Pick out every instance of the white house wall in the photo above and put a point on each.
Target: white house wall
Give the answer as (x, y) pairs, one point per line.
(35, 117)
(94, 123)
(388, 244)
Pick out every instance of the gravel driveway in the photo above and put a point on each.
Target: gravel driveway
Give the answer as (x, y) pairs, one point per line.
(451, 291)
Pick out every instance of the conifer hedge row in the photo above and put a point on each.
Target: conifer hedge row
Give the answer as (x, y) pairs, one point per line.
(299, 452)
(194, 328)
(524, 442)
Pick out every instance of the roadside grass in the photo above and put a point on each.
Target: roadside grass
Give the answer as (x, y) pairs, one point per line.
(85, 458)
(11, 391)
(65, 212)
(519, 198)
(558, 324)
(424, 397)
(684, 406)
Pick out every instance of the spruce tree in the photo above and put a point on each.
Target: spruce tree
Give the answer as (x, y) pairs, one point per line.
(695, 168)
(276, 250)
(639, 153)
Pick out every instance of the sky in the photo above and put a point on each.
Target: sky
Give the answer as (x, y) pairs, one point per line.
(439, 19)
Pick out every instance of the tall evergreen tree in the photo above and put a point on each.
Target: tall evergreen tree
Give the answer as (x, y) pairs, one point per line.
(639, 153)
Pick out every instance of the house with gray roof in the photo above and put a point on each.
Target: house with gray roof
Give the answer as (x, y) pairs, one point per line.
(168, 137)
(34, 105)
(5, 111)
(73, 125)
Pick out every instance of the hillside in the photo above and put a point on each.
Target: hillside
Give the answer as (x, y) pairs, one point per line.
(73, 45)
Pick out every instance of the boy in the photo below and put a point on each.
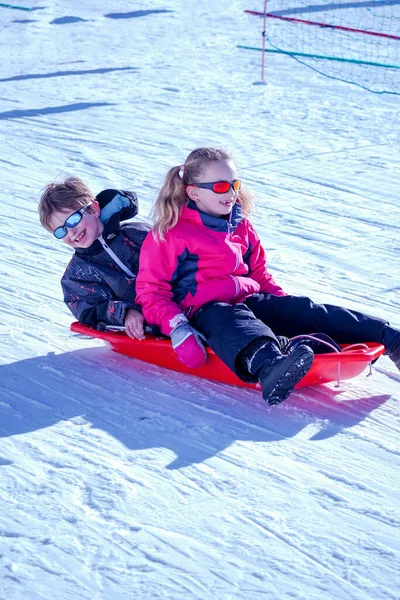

__________

**Goal of the exercise:**
Apart from the images, reproduce the listing exactly as it appears.

**Exercise response:**
Pick out every instance of the white house wall in the photo above and put a point on each.
Target: white house wall
Give the answer as (x, y) pairs, one point per line.
(35, 117)
(94, 123)
(388, 244)
Pick out every instance of the gravel driveway in the photo above and put a point on each.
Target: gravel driveway
Give the answer as (x, y) pairs, one point per line.
(451, 291)
Pick out every instance of the conifer hedge row in the photo above and put a point on each.
Target: conifer hedge row
Give the answer as (x, y) pairs, one point per line.
(299, 452)
(194, 328)
(524, 442)
Pick out every instance of the roadside grass in the photo above and put a point on each.
Target: roadside grass
Give the answer as (x, y) pairs, one point per line.
(85, 458)
(11, 391)
(65, 212)
(519, 198)
(558, 324)
(424, 397)
(684, 406)
Pick out every instance of the spruce tree in the photo above and put a point on each.
Target: spruce tree
Give the answer as (x, y) pairs, one point per line.
(695, 168)
(276, 250)
(639, 153)
Pick out every instance of the sky in the photo above and put a point on each.
Target: sky
Give the answer as (x, y) pairs, one point per line.
(439, 19)
Pick out every instance of the tall evergreen tree in the photo above and put a point on each.
Target: tall evergreen tree
Give the answer as (x, y) pairs, one point per line.
(639, 153)
Pick out every instance of the house with gray roof in the photo above and put a point on each.
Target: house with gray roof
Give the answer as (x, y) pairs, one point per line.
(168, 137)
(34, 105)
(5, 111)
(73, 125)
Pick out every instance of the hillside in the photo above and put a point on each.
Target: hillside
Give the answer as (x, y) pairs, one point per line.
(73, 45)
Pick out every instance of the boy in the photo below and put a point on each.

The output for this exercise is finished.